Stored rows —
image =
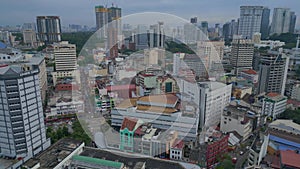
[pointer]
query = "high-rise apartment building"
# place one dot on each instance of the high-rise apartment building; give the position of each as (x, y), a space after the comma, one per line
(241, 54)
(265, 21)
(251, 20)
(281, 22)
(271, 72)
(29, 37)
(230, 29)
(49, 29)
(292, 22)
(106, 15)
(21, 113)
(156, 35)
(65, 56)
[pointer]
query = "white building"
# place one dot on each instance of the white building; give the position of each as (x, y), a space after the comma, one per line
(258, 150)
(162, 112)
(22, 132)
(234, 119)
(211, 98)
(65, 56)
(176, 151)
(273, 105)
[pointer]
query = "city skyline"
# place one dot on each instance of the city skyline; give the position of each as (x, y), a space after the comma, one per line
(213, 14)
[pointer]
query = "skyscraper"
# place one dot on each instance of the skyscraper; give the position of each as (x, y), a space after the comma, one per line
(271, 72)
(156, 35)
(49, 29)
(241, 54)
(230, 29)
(106, 15)
(281, 20)
(65, 56)
(265, 21)
(251, 20)
(292, 22)
(101, 19)
(194, 20)
(21, 114)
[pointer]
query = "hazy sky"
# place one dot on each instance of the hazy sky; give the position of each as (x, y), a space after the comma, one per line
(15, 12)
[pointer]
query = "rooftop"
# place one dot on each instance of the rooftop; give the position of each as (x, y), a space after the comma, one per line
(97, 161)
(130, 162)
(285, 125)
(178, 144)
(51, 157)
(129, 123)
(290, 158)
(250, 71)
(275, 97)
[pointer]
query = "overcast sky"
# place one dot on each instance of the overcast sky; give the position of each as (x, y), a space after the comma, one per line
(14, 12)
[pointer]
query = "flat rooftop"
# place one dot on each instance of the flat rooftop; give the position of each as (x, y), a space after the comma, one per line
(51, 157)
(286, 125)
(130, 162)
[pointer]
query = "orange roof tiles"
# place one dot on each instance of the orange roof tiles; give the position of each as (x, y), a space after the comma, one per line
(161, 98)
(128, 123)
(290, 158)
(272, 94)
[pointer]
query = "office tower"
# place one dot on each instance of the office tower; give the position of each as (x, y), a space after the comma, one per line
(292, 22)
(210, 52)
(49, 29)
(256, 38)
(265, 21)
(156, 35)
(213, 98)
(194, 20)
(29, 26)
(204, 26)
(250, 20)
(29, 38)
(281, 20)
(21, 114)
(65, 56)
(271, 72)
(241, 54)
(101, 19)
(230, 29)
(141, 37)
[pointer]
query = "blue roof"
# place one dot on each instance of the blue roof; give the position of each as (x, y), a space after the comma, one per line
(2, 45)
(284, 141)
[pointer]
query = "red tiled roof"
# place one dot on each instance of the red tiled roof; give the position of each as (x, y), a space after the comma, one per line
(178, 144)
(121, 87)
(272, 94)
(290, 158)
(250, 71)
(128, 123)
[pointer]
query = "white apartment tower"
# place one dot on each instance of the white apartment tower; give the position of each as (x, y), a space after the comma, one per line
(22, 131)
(250, 20)
(241, 54)
(65, 56)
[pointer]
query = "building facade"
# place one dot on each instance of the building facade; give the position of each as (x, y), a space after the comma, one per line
(250, 20)
(273, 105)
(49, 29)
(241, 54)
(23, 133)
(271, 72)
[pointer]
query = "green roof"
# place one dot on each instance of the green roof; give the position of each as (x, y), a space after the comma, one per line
(97, 161)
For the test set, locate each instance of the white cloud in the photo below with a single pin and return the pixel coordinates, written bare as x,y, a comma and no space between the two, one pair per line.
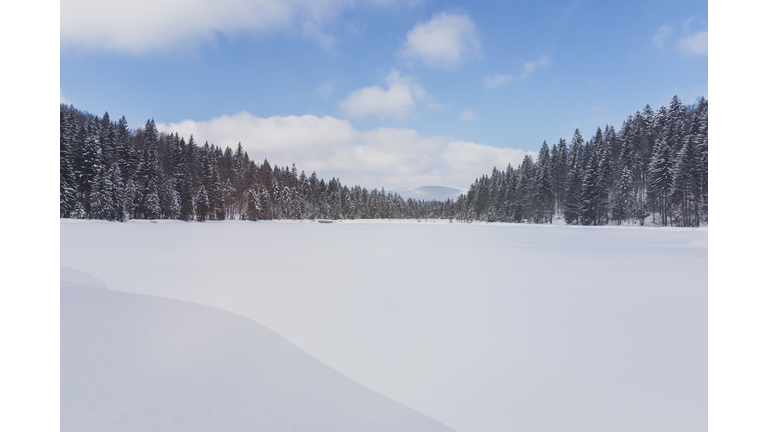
325,89
397,101
497,80
149,25
662,35
388,157
493,81
695,44
445,41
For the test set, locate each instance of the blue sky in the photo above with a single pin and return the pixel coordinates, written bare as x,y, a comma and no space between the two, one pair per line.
383,93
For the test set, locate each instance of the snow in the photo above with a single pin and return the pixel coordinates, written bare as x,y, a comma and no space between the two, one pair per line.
131,362
483,327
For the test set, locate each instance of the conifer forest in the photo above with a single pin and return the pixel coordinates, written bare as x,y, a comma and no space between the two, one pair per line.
654,170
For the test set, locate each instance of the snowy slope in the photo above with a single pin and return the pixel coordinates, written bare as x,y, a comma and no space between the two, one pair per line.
483,327
428,193
131,362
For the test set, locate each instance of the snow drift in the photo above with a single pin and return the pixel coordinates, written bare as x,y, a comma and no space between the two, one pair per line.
133,362
482,327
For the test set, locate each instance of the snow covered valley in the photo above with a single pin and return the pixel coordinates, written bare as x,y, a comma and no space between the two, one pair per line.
482,327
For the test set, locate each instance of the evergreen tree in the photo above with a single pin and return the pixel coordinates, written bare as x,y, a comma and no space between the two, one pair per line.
661,178
201,204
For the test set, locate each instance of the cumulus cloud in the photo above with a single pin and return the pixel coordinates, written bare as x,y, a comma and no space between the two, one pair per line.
397,101
493,81
388,157
695,44
149,25
497,80
661,36
690,44
445,41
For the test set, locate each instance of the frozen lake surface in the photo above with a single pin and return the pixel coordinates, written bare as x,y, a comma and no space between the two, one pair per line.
483,327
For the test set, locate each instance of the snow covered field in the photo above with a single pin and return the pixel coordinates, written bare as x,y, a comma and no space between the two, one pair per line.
483,327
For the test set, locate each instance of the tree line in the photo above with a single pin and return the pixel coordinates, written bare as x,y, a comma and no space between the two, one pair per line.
655,166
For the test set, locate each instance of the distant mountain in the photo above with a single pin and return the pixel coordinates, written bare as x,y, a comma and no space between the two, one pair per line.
428,193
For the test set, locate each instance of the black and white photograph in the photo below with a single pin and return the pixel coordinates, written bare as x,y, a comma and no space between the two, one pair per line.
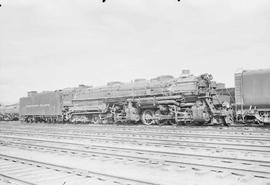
134,92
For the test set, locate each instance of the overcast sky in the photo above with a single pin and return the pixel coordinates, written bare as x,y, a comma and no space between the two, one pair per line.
53,44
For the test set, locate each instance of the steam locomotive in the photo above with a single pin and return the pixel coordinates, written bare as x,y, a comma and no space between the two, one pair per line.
162,100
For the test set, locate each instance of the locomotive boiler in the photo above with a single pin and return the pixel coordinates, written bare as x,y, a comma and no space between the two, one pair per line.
162,100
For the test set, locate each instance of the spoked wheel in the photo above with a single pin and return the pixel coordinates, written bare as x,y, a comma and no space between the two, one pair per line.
148,117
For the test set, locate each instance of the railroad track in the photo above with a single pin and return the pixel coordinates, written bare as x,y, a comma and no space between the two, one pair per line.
150,129
259,146
255,168
24,171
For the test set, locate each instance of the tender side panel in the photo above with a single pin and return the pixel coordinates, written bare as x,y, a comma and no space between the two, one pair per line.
45,104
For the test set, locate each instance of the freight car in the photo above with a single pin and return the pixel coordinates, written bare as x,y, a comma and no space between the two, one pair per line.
252,96
162,100
9,112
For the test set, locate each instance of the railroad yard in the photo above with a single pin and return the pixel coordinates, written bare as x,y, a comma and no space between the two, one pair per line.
132,154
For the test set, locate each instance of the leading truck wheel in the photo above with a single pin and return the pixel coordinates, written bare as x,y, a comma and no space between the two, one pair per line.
148,117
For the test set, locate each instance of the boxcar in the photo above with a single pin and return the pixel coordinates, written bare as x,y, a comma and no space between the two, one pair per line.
252,95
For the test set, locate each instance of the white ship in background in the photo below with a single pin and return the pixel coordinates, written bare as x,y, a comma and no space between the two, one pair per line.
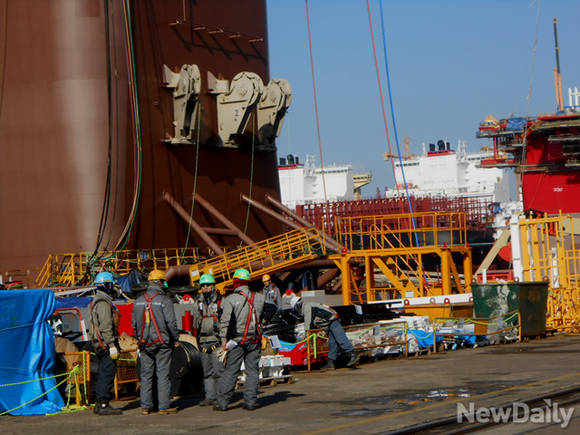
442,171
302,183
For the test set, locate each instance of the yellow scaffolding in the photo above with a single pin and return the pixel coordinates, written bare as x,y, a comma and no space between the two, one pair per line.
66,270
397,245
549,253
268,256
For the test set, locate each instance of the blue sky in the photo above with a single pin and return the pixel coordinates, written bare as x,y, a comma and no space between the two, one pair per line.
452,62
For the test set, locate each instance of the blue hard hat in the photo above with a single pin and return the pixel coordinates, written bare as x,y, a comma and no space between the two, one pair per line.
206,278
104,277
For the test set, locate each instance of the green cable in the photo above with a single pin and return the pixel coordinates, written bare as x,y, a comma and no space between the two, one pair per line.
137,125
251,182
194,180
43,394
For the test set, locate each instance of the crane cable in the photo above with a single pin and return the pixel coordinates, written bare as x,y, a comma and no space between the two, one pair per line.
316,113
254,126
394,122
124,238
194,180
3,54
381,95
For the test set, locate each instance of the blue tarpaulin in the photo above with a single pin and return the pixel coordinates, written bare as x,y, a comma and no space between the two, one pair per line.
27,353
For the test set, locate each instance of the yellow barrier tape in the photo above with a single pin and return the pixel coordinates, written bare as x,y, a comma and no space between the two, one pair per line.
73,371
33,380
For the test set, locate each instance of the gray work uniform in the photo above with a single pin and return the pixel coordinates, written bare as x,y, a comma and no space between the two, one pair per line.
320,316
249,349
272,295
207,324
103,335
155,343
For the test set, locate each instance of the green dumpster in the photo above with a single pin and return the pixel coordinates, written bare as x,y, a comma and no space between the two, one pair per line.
495,300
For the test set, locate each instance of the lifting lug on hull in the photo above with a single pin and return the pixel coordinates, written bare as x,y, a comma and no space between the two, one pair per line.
186,87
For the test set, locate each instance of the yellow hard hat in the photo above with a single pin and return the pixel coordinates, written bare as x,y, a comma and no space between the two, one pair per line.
156,274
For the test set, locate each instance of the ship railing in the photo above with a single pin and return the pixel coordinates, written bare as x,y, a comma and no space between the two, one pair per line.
65,270
405,230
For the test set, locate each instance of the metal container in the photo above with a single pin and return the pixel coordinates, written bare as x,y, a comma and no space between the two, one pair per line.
495,300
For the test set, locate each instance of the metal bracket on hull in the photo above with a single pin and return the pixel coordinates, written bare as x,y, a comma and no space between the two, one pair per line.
271,110
186,87
235,105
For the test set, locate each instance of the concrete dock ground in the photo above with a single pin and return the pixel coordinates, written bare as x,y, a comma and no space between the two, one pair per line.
378,397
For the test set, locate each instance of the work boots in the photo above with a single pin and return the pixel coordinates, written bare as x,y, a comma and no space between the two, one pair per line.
102,407
352,360
329,366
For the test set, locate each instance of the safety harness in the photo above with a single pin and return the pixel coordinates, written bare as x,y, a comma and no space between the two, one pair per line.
214,316
115,316
251,312
148,316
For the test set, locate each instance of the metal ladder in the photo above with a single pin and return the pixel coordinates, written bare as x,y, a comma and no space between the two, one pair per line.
268,256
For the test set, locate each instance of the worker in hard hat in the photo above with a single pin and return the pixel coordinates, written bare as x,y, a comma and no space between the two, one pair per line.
241,334
271,292
320,316
207,315
155,327
104,337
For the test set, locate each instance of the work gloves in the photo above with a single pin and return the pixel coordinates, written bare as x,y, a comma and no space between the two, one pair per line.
113,352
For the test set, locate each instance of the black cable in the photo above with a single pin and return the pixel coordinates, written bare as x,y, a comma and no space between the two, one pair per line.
106,199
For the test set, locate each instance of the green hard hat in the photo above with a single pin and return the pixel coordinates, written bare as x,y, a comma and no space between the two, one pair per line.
242,274
206,278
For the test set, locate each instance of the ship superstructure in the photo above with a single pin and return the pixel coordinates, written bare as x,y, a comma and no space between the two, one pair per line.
545,152
443,171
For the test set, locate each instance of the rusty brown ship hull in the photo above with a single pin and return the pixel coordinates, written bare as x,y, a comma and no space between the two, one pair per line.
67,130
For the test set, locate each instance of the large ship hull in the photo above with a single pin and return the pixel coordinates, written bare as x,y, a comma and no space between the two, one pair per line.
66,121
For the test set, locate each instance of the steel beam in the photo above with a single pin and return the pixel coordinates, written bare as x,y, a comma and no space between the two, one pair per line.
224,220
194,225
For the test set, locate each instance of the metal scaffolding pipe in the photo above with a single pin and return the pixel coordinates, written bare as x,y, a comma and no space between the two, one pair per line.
326,277
224,220
270,212
194,225
330,243
220,231
333,243
175,271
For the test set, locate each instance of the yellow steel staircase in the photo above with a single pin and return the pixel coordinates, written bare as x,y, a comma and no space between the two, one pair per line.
268,256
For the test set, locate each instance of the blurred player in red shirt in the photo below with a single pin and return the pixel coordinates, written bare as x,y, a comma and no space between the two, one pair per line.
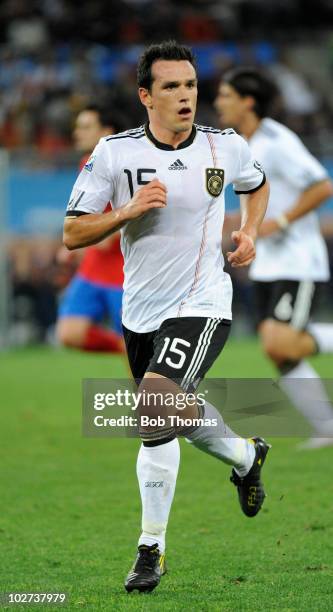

Work instructions —
Write out the rows from the line that contains "For the test set, locate each instance of the large" through the end of the rows, exactly as they appear, but leave the pictures out.

The output —
For the test set, locate each instance of the large ship hull in the photo above with a single pin and return the pixel coordinates, written bare as x,y, a comma and no space between the two, one pair per line.
66,121
For the test set, locate each instance of the steel beam in the photo above with a single pin and return the pixel coordinates, written bare as x,y, a comma and no space between the two, one pair per line.
224,220
194,225
For the test set, locate each instance of the metal scaffolding pipe in the photo above with a single pin and return the pixel coordinates, written bare as x,y, a comma and no space between the two, one pair per line.
326,277
224,220
270,212
194,225
330,243
220,231
333,243
175,271
For the test set, locate each instance of the yellow steel staircase in the photo above with a single pin and return the pixel coordinates, written bare as x,y, a comma and no space between the two, one pair per line.
268,256
For the test set, locate each instance of the blurred player in red shirt in the photo below with a single pin and return the pixel coordinates, written bare as x,y, a comma and no space between the two, one pair per line.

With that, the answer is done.